■ **EXCERPTED PASSAGE**:

┄┄┄┄┄┄┄┄┄┄┄┄┄┄┄┄┄┄┄┄

A beautiful project by German designer Maria Fischer captures the mystery and intangibility of our dreams and their fleeting connections. Weaving thread throughout the pages, she links the words of literary, philosophical, psychological, and scientific texts on dream theory.
Her book Traumgedanken (Thoughts on Dreams) ” is designed as a model of a dream about dreaming. Analogue to a dream, where pieces of reality are assembled to build a story, it brings different text excerpts together. They are connected by threads which tie in with certain key words. The threads visualise the confusion and fragileness of dreams.”
A wonderful description of the project is here, via TOM.
Lately, bits of German have begun to peek through my dreams. After several years of studying the language, to have a phrase, sentence, even a conversation appear in my dreams feels like I have passed a sacred milestone. Looking a bit more into the link between language learning and dreams, I found this New York Times article, which reads:
“…dreamtime fluency is a metaphor for becoming an insider, someone for whom the language isn’t foreign and whose own nativeness is neither feat nor achievement; it just is, as natural as breathing.”

┄┄┄┄┄┄┄┄┄┄┄┄┄┄┄┄┄┄┄┄

■ **COLLECTED MATERIAL**:

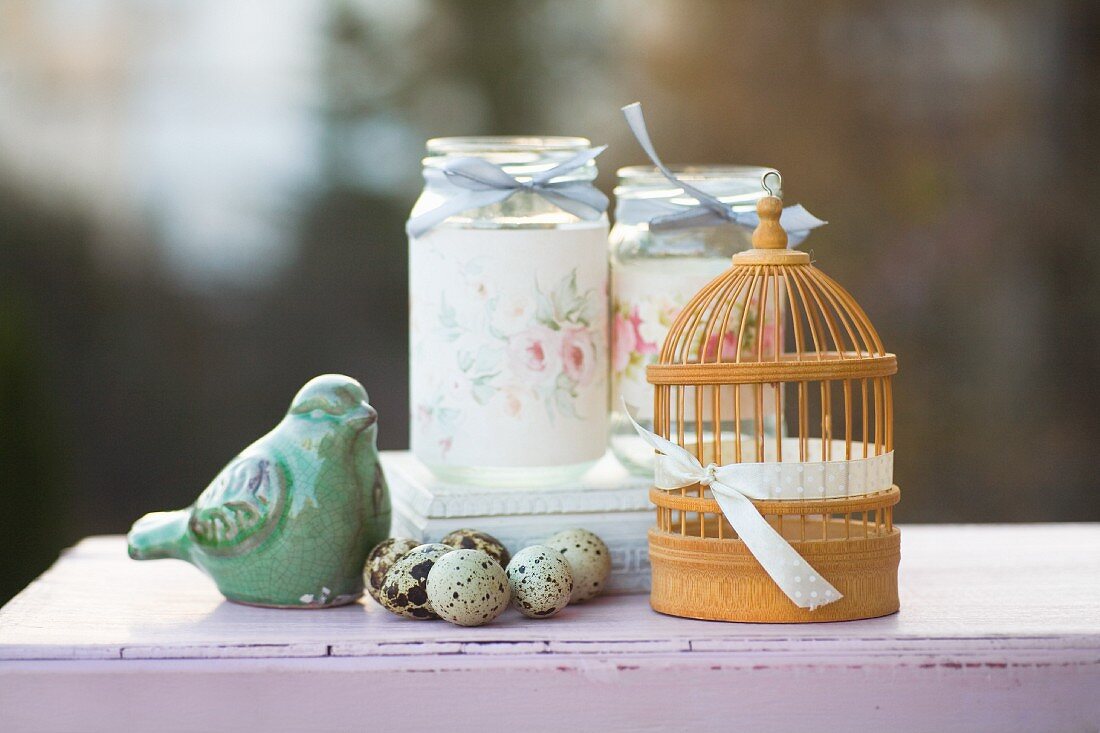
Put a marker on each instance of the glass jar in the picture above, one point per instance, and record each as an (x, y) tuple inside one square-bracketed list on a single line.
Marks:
[(653, 275), (508, 325)]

┄┄┄┄┄┄┄┄┄┄┄┄┄┄┄┄┄┄┄┄

■ **PROBLEM REQUIREMENTS**: Set down everything from "A beautiful project" down to "here, via TOM." in the piece on Maria Fischer's dream book. The listing comes from a different source than the text.

■ **OUTPUT FOR THIS EXERCISE**:
A beautiful project by German designer Maria Fischer captures the mystery and intangibility of our dreams and their fleeting connections. Weaving thread throughout the pages, she links the words of literary, philosophical, psychological, and scientific texts on dream theory.
Her book Traumgedanken (Thoughts on Dreams) ” is designed as a model of a dream about dreaming. Analogue to a dream, where pieces of reality are assembled to build a story, it brings different text excerpts together. They are connected by threads which tie in with certain key words. The threads visualise the confusion and fragileness of dreams.”
A wonderful description of the project is here, via TOM.